**WRITTEN PROBLEM A:**
Reproduce the whole text about when the next financial crisis will begin.

**DOCUMENT TEXT:**
* * *
The Great Recession officially started in December 2007, according to the bean-counters at the National Bureau of Economic Research. Most people on Wall Street or in Washington, however, would probably name Sept. 15, 2008, as the real start date: That was when unprecedented losses in housing-backed securities led to the bankruptcy of Lehman Bros., setting off the banking panic, the credit crunch, and the rest of the horrible aftermath. But the better question is not when the last financial crisis began, but when the next one will.
According to some creative analysts at the management consulting firm Oliver Wyman, that date is April 26, 2015. In a paper presented last week at the World Economic Forum in Davos to much chattering from the fur-and-cashmere class, Wyman analysts imagine an all-too-familiar scenario coming back all too soon. The next time, the authors say, the fat-cat financiers will be in Singapore or Hong Kong, chased away from New York and London by stricter reserve requirements and emboldened regulators. The bubble will appear in developing markets, with easy developed-world money and the promise of ever-spiraling commodity prices funding unnecessary building and silly investments. So there you have it—again: a big pool of money chasing market-beating returns and ultimately inflating asset-price bubbles that burst with awful consequences, from bank failures to sovereign-debt crises.
* * *
**PROVIDED RECORDS:**
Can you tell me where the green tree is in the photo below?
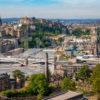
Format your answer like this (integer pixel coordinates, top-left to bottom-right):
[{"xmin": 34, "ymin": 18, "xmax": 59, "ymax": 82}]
[
  {"xmin": 12, "ymin": 70, "xmax": 25, "ymax": 80},
  {"xmin": 91, "ymin": 64, "xmax": 100, "ymax": 100},
  {"xmin": 76, "ymin": 65, "xmax": 91, "ymax": 82},
  {"xmin": 60, "ymin": 77, "xmax": 75, "ymax": 91},
  {"xmin": 28, "ymin": 74, "xmax": 49, "ymax": 95}
]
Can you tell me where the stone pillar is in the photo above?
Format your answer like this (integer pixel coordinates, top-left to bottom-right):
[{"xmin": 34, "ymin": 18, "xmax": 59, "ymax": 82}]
[{"xmin": 45, "ymin": 53, "xmax": 49, "ymax": 81}]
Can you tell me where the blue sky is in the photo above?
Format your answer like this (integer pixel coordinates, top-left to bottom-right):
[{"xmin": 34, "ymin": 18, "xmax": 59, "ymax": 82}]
[{"xmin": 0, "ymin": 0, "xmax": 100, "ymax": 19}]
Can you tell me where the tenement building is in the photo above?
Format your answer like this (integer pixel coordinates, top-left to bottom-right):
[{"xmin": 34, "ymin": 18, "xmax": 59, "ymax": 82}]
[{"xmin": 0, "ymin": 73, "xmax": 10, "ymax": 91}]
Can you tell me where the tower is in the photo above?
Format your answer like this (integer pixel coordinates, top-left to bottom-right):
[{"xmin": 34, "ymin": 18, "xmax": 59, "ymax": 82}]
[
  {"xmin": 0, "ymin": 17, "xmax": 2, "ymax": 26},
  {"xmin": 96, "ymin": 28, "xmax": 100, "ymax": 57},
  {"xmin": 45, "ymin": 53, "xmax": 49, "ymax": 81}
]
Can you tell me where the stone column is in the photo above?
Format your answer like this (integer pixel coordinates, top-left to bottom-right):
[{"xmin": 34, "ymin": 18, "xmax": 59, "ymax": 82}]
[{"xmin": 45, "ymin": 53, "xmax": 49, "ymax": 81}]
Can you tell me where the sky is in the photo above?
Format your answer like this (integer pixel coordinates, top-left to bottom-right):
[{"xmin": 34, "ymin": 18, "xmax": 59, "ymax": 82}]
[{"xmin": 0, "ymin": 0, "xmax": 100, "ymax": 19}]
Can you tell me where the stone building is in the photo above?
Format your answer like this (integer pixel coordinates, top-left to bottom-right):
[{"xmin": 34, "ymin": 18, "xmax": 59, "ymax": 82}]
[
  {"xmin": 0, "ymin": 17, "xmax": 2, "ymax": 26},
  {"xmin": 0, "ymin": 73, "xmax": 10, "ymax": 91}
]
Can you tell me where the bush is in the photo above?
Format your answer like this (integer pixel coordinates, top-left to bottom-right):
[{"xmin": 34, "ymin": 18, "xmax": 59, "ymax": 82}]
[{"xmin": 60, "ymin": 77, "xmax": 76, "ymax": 91}]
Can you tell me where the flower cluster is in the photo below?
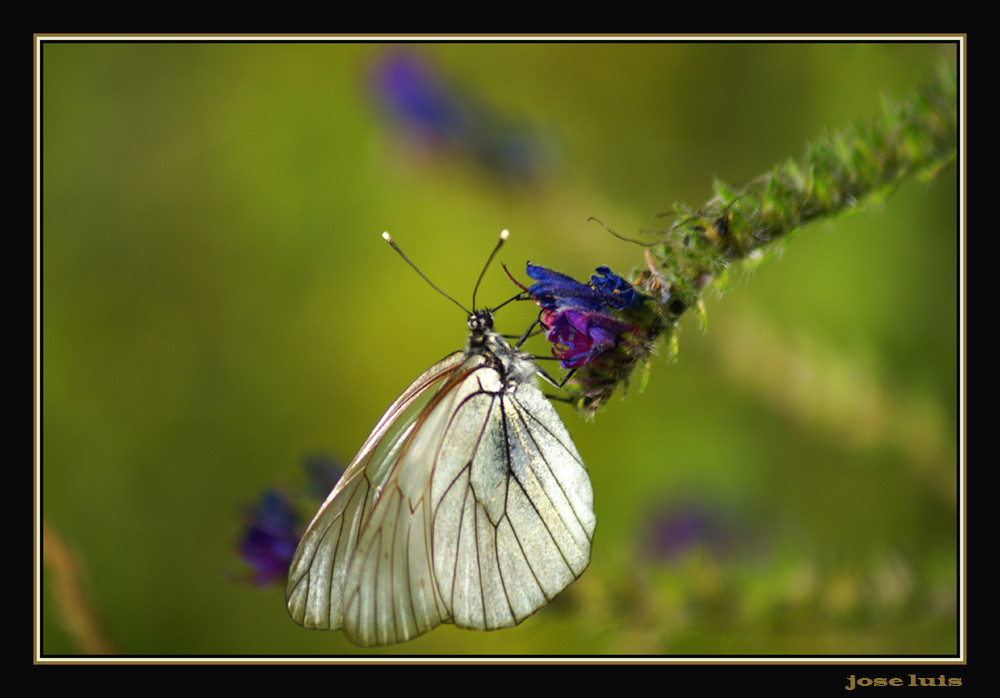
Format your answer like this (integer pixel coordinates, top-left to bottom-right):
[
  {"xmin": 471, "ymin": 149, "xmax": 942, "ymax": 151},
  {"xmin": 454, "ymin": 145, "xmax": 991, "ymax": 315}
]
[{"xmin": 527, "ymin": 264, "xmax": 662, "ymax": 413}]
* * *
**WRITTEN PROBLEM B:**
In the listing, start at the line that has "Can you tell me where the bush" and go through the end of the listing, rewriting those lines with "photo" changed to "image" and everything else unchanged. Leave the pictures out of your answer.

**FULL OUTPUT A:**
The Great Recession officially started in December 2007, according to the bean-counters at the National Bureau of Economic Research. Most people on Wall Street or in Washington, however, would probably name Sept. 15, 2008, as the real start date: That was when unprecedented losses in housing-backed securities led to the bankruptcy of Lehman Bros., setting off the banking panic, the credit crunch, and the rest of the horrible aftermath. But the better question is not when the last financial crisis began, but when the next one will.
According to some creative analysts at the management consulting firm Oliver Wyman, that date is April 26, 2015. In a paper presented last week at the World Economic Forum in Davos to much chattering from the fur-and-cashmere class, Wyman analysts imagine an all-too-familiar scenario coming back all too soon. The next time, the authors say, the fat-cat financiers will be in Singapore or Hong Kong, chased away from New York and London by stricter reserve requirements and emboldened regulators. The bubble will appear in developing markets, with easy developed-world money and the promise of ever-spiraling commodity prices funding unnecessary building and silly investments. So there you have it—again: a big pool of money chasing market-beating returns and ultimately inflating asset-price bubbles that burst with awful consequences, from bank failures to sovereign-debt crises.

**FULL OUTPUT B:**
Can you tell me where the bush is in the image above?
Format your answer like this (integer pixel coordinates, top-left to bottom-right):
[{"xmin": 34, "ymin": 18, "xmax": 59, "ymax": 82}]
[{"xmin": 60, "ymin": 77, "xmax": 76, "ymax": 91}]
Can you tell me where the flower cluster is in the image below?
Format your answer like this (integer pixel coordinates, top-left to bottom-right):
[
  {"xmin": 471, "ymin": 149, "xmax": 942, "ymax": 151},
  {"xmin": 454, "ymin": 145, "xmax": 991, "ymax": 315}
]
[{"xmin": 527, "ymin": 264, "xmax": 662, "ymax": 413}]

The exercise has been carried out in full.